• _PASSAGE SHOWN_:
=== Begin Enclosure ===
Welcome to Top of the Docs, Flip Screen’s hub for all things documentary. This weekly column takes a look at the crème de la crème of non-fiction media. This month takes a look at the best documentaries screening across the UK’s film festival scene. This week we are at the London Film Festival!
2020 has been a turbulent year. Aside from the global pandemic, state violence against Black Americans has come into the spotlight with such urgency that hasn’t been seen in a generation. The murders of George Floyd and Breonna Taylor have caused worldwide outrage, and increased interest in various issues that Black Americans have been fighting against for decades. One such issue is that of abolition. It is well documented that the American prison system is built upon white supremacy, with the Prison Policy Initiative finding that “Black and Native youths are overrepresented in the US prison system.” There have been a number of films that have covered this topic over the past few years, notably Barry Jenkins’ If Beale Street Could Talk, and Ava DuVernay’s 13th. This year however, Garrett Bradley, a first-time filmmaker, brings us perhaps the most damning indictment of the system yet, with her film Time.
=== End Enclosure ===
• _INFORMATION PROVIDED_:
=== Begin Enclosure ===
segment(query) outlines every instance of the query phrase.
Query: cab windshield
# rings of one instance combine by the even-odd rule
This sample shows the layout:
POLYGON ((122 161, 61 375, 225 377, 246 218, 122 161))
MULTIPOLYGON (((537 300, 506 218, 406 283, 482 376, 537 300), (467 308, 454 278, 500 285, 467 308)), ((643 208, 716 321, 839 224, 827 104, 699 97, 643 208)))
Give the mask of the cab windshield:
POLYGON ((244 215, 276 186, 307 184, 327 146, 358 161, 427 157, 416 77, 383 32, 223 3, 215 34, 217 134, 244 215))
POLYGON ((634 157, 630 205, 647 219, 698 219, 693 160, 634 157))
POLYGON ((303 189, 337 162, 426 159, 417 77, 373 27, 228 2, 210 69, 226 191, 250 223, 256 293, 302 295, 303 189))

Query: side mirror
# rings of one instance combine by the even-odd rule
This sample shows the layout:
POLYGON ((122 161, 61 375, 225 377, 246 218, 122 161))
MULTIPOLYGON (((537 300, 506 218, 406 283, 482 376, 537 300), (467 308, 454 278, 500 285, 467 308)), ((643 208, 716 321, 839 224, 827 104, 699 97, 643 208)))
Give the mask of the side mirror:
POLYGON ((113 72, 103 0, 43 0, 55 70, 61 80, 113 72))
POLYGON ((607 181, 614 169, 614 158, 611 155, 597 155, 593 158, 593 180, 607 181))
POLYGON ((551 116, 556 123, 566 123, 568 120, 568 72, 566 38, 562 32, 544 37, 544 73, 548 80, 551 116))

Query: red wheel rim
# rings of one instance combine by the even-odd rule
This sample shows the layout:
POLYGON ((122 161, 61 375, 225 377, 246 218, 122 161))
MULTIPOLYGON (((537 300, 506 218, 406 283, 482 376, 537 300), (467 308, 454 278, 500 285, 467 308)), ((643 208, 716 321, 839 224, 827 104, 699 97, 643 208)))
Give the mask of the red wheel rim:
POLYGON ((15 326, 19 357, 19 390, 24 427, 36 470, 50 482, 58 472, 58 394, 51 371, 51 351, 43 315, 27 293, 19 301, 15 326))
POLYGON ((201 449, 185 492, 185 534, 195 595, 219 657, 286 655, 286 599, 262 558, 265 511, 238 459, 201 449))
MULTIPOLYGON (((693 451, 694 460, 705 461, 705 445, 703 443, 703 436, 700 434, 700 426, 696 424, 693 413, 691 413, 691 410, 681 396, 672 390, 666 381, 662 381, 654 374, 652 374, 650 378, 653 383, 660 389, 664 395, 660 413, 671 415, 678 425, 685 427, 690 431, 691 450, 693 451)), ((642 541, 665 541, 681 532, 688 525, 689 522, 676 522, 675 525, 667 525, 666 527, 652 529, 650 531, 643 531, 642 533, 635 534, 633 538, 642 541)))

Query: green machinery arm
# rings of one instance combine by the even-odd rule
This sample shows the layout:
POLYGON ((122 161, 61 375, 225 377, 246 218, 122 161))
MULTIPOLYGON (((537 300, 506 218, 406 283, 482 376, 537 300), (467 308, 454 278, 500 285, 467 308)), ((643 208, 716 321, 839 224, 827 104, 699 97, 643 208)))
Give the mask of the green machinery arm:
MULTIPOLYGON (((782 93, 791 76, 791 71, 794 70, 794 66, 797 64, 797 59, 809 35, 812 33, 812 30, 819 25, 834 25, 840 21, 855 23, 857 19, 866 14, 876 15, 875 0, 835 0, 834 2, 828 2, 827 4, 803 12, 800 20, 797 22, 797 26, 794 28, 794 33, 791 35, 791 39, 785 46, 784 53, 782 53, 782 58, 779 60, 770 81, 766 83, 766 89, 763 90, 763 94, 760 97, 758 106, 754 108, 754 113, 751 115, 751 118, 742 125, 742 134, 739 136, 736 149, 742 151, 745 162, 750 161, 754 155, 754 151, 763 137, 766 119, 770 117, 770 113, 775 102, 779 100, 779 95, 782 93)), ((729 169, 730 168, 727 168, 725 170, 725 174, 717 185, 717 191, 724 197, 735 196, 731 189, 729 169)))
=== End Enclosure ===
• _WHAT YOU WILL DO_:
[1] Copy, word for word, the part of the Top of the Docs column starting with "Welcome to Top" and going on through "London Film Festival!".
[2] Answer these from the Top of the Docs column:
(a) Which film festival is the column at this week?
(b) Which two earlier films does it name as having covered this topic?
(c) Who made the film Time?
[3] Turn the paragraph of the Top of the Docs column that begins "2020 has been a turbulent year" into a short list that keeps its main facts.
Use only the Top of the Docs column to do what is asked.

• _RESULTS BY TASK_:
[1]
Welcome to Top of the Docs, Flip Screen’s hub for all things documentary. This weekly column takes a look at the crème de la crème of non-fiction media. This month takes a look at the best documentaries screening across the UK’s film festival scene. This week we are at the London Film Festival!

[2]
(a) The London Film Festival.
(b) Barry Jenkins' If Beale Street Could Talk and Ava DuVernay's 13th.
(c) Garrett Bradley, a first-time filmmaker.

[3]
- 2020 brought a global pandemic, and state violence against Black Americans came into the spotlight with an urgency not seen in a generation.
- The murders of George Floyd and Breonna Taylor caused worldwide outrage and raised interest in issues Black Americans have fought for decades.
- One such issue is abolition, since the American prison system is built upon white supremacy.
- The Prison Policy Initiative found that "Black and Native youths are overrepresented in the US prison system."
- Earlier films on this topic include Barry Jenkins' If Beale Street Could Talk and Ava DuVernay's 13th.
- This year, first-time filmmaker Garrett Bradley offers perhaps the most damning indictment of the system yet with her film Time.